● **WHAT TO PRODUCE**: Reproduce every record exactly as it appears, but not the pictures.

● **GIVEN RECORDS**:
......

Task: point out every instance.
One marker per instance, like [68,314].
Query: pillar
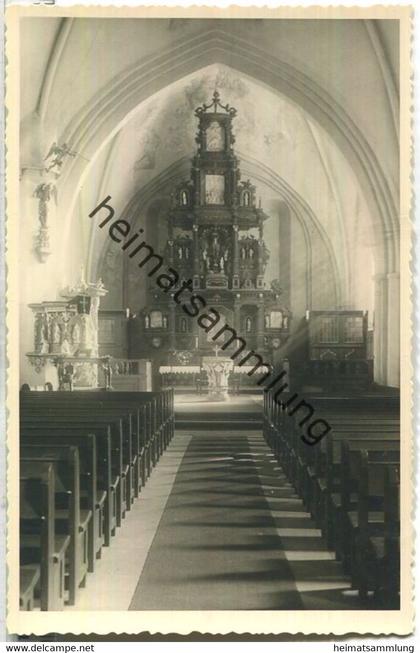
[393,330]
[235,267]
[380,330]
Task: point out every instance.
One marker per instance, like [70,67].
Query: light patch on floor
[313,556]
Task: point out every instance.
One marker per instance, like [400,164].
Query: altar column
[235,270]
[260,322]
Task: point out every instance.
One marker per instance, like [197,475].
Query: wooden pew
[39,544]
[91,423]
[70,520]
[90,408]
[92,496]
[374,521]
[108,461]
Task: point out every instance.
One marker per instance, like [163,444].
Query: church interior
[209,314]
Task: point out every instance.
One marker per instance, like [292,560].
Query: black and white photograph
[209,320]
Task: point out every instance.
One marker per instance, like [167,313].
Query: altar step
[218,420]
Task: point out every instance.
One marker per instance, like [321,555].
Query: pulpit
[66,336]
[218,369]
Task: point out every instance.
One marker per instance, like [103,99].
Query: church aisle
[234,535]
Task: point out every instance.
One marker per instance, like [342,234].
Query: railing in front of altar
[193,376]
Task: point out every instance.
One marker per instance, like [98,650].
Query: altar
[189,378]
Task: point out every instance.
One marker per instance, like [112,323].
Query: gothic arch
[141,202]
[103,116]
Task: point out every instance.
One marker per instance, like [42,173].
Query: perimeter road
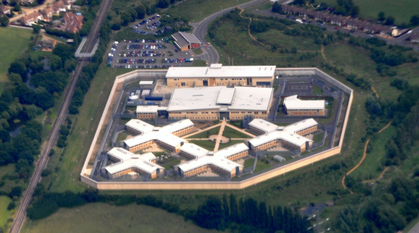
[62,114]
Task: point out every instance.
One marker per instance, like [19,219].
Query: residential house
[73,22]
[4,10]
[32,18]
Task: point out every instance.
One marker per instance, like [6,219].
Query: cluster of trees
[248,215]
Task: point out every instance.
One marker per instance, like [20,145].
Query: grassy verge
[199,63]
[401,10]
[14,42]
[4,213]
[72,159]
[207,133]
[104,218]
[232,133]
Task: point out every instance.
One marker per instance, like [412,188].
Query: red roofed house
[32,18]
[73,23]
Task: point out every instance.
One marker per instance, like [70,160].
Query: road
[62,114]
[200,30]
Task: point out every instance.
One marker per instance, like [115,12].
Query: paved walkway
[220,134]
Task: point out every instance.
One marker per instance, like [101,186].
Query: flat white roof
[287,133]
[140,126]
[220,71]
[293,103]
[163,134]
[131,160]
[244,98]
[225,96]
[147,109]
[204,157]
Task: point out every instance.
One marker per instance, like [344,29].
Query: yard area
[232,133]
[100,217]
[14,42]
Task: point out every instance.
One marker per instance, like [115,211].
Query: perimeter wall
[217,185]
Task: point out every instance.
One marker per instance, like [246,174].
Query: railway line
[62,114]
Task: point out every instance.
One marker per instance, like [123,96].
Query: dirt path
[363,157]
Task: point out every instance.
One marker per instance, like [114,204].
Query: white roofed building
[214,103]
[219,75]
[166,136]
[220,162]
[126,162]
[297,107]
[291,136]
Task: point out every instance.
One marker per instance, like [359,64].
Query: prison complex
[219,75]
[290,137]
[214,103]
[166,137]
[127,162]
[220,162]
[297,107]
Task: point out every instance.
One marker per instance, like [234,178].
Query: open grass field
[84,129]
[4,213]
[369,169]
[232,133]
[105,218]
[401,10]
[207,133]
[14,42]
[206,144]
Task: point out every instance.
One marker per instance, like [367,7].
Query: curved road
[62,114]
[201,28]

......

● **SOLUTION**:
Task: point out every instance.
One marker per instance, like [68,314].
Query: pillar
[393,330]
[235,267]
[380,330]
Task: point out every instance.
One marker per instance, like [70,67].
Query: light patch on floor
[313,556]
Task: point out every instance.
One marker per instance, like [400,164].
Query: altar column
[235,270]
[260,322]
Task: point out every instance.
One marker per instance, like [197,475].
Query: wooden pew
[39,544]
[91,423]
[70,520]
[90,408]
[92,496]
[374,521]
[108,461]
Task: point out every instance.
One marker per instance, like [163,444].
Query: church interior
[209,314]
Task: point out every instance.
One marker per instance, like [292,560].
Query: black and white photograph
[209,320]
Task: point out every instance.
One marker per instance, like [167,313].
Query: altar step
[218,420]
Task: point out every instance.
One marker per instance, like [321,555].
Query: pulpit
[66,336]
[218,369]
Task: point out every instance.
One marker per instance, like [103,99].
Query: church aisle
[234,535]
Task: point out every instance.
One marker per instance, like [342,234].
Query: railing in front of altar
[193,376]
Task: point out every instance.
One marker per instance, like [98,650].
Query: altar
[189,378]
Task: point out every instance.
One marker per instance, like [112,323].
Query: gothic arch
[141,202]
[103,116]
Task: point out every instance.
One marker per instance, like [42,173].
Query: perimeter road
[62,114]
Task: point out every instance.
One marker per instance, like [19,219].
Query: residential house
[73,22]
[4,10]
[32,18]
Task: point out every instance.
One marker per instance, like [6,219].
Query: cluster of trees
[248,215]
Task: point out every instance.
One marker per instance, like [20,145].
Query: grassy verge
[199,63]
[401,10]
[14,42]
[4,213]
[72,159]
[207,133]
[104,218]
[232,133]
Task: point out every instance.
One marker per instance, like [412,188].
Query: red roofed house
[32,18]
[73,23]
Task: point out every instance.
One marker per instance, like [70,160].
Query: road
[62,114]
[200,30]
Task: point out every instance.
One marker per instance, like [115,12].
Query: paved walkway
[220,134]
Task: point out every instance.
One marker per instance, like [101,186].
Query: flat white roof
[287,133]
[140,126]
[220,71]
[293,103]
[163,134]
[131,160]
[244,98]
[225,96]
[147,109]
[204,157]
Task: point out every instance.
One marker per instance, like [344,29].
Query: yard area
[232,133]
[100,217]
[14,42]
Task: point out every instance.
One marker per instance, like [115,211].
Query: perimeter wall
[217,185]
Task: point out every instance.
One marker per instance, like [246,174].
Query: railway line
[62,114]
Task: point out every instance.
One marker per instance, like [123,96].
Query: dirt path
[363,157]
Task: point out every instance.
One marker per instance, like [114,204].
Query: white roofed building
[214,103]
[219,75]
[166,136]
[220,162]
[126,162]
[297,107]
[291,136]
Task: point out every instance.
One marker per instance, like [359,64].
Query: prison complex
[219,75]
[290,137]
[214,103]
[166,137]
[127,162]
[220,162]
[297,107]
Task: point out every instance.
One marker per instance, like [234,178].
Query: open grass field
[84,129]
[4,213]
[369,169]
[232,133]
[105,218]
[401,10]
[207,133]
[14,42]
[206,144]
Task: point out every instance.
One marker per instance, like [367,7].
Query: curved road
[62,114]
[201,28]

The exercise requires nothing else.